Your task -> Print the records below exactly, and do not carry over any picture.

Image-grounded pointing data

==============================

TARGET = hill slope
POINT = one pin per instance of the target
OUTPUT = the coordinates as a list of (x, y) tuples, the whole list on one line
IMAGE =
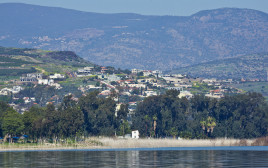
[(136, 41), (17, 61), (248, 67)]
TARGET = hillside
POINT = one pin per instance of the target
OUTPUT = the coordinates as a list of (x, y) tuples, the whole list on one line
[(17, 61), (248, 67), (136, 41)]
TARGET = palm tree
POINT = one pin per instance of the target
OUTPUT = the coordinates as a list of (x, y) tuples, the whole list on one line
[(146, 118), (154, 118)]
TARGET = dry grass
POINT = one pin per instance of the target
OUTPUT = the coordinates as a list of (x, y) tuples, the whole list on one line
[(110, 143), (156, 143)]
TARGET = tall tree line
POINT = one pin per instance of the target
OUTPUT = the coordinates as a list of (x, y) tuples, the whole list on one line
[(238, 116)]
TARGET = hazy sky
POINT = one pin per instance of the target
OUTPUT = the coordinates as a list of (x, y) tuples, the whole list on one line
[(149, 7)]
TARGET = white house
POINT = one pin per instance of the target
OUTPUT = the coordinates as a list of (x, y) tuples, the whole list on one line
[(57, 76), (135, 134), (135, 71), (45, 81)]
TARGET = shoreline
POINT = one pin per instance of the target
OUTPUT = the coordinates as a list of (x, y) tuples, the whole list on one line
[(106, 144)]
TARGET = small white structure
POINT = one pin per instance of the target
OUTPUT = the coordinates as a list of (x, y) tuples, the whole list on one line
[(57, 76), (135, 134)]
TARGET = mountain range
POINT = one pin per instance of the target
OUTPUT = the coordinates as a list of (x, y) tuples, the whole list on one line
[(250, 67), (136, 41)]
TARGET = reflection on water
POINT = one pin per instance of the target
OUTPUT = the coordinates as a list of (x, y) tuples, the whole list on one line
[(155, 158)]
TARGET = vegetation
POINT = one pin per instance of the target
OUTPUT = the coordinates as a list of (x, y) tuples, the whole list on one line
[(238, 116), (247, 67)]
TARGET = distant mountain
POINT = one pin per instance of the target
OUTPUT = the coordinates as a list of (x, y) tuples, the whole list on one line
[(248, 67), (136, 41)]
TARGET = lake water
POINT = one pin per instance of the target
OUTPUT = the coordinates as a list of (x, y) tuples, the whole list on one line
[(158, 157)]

==============================

Output for this task ->
TARGET = hill slope
POINT = one pin per instance of the target
OUTPUT = the coordinates as a list of (x, y) tuples, the whole list on one line
IMAGE =
[(136, 41), (17, 61), (248, 67)]
TARGET = hillside
POINT = one pin per instance of the target
OUTPUT = the coordinates as a list of (x, y) tuples, the whole list on one line
[(17, 61), (248, 67), (136, 41)]
TARGET = palm tree
POINT = one pin per instance of the target
OUTPUT = the coordinates as a list of (x, y) tuples, the whole list on one line
[(146, 118), (154, 118)]
TARGET = dry grass
POINT = one pin per instance of the target
OUTPUT = the coordinates as a list of (x, y) tuples, the whole list on one line
[(110, 143), (156, 143)]
TARGET = tall tree line
POINT = one pin per instance of the target
OUTPUT = the coordinates as a list of (x, y) tuples, the whole list on one line
[(238, 116)]
TARGET = hazy sky
POINT = one pin per instance of the target
OUTPUT = the coordinates as a list of (x, y) tuples, the whole list on one line
[(149, 7)]
TARGET = white house
POINT = one pin per instance of the target
OUTPUT = the coordinates as a list of (x, y) tuples, the whole list on one line
[(57, 76), (135, 134), (135, 71), (45, 81)]
TARGET = shoreline
POINT = one pin per instance of the target
OUTPUT = the coordinates as a list of (x, y) tuples, the whole list on one line
[(106, 144)]
TARGET = small white structure
POINT = one pin per instance of the target
OUTPUT = the coordinates as a list of (x, y) tuples, the whole list on one line
[(57, 76), (135, 134)]
TARGET = mountain range
POINT = one pin per instance of the target
OUTPUT = the coordinates as a list of (x, y) tuples, the whole list on one line
[(250, 67), (136, 41)]
TARGET = reflection on water
POINT = one pin per instance of the target
OUTPUT = the coordinates as a list of (x, y) tuples, the whole list on one line
[(155, 158)]
TARGET = vegetation
POINT = one pin per instance of the target
OUTPUT = the coordinates as a list of (x, y) tuples, the whole list on one line
[(238, 116), (247, 67)]
TARGET = distant mountain
POINT = one pin per instance of the target
OUTPUT = the coordinates as a list of (x, y) tuples, the whole list on one line
[(248, 67), (136, 41)]
TARGET = lake water
POINT = one pin per instance of the target
OUTPUT = the coordinates as a list of (x, y) tuples, the whole list on one line
[(158, 157)]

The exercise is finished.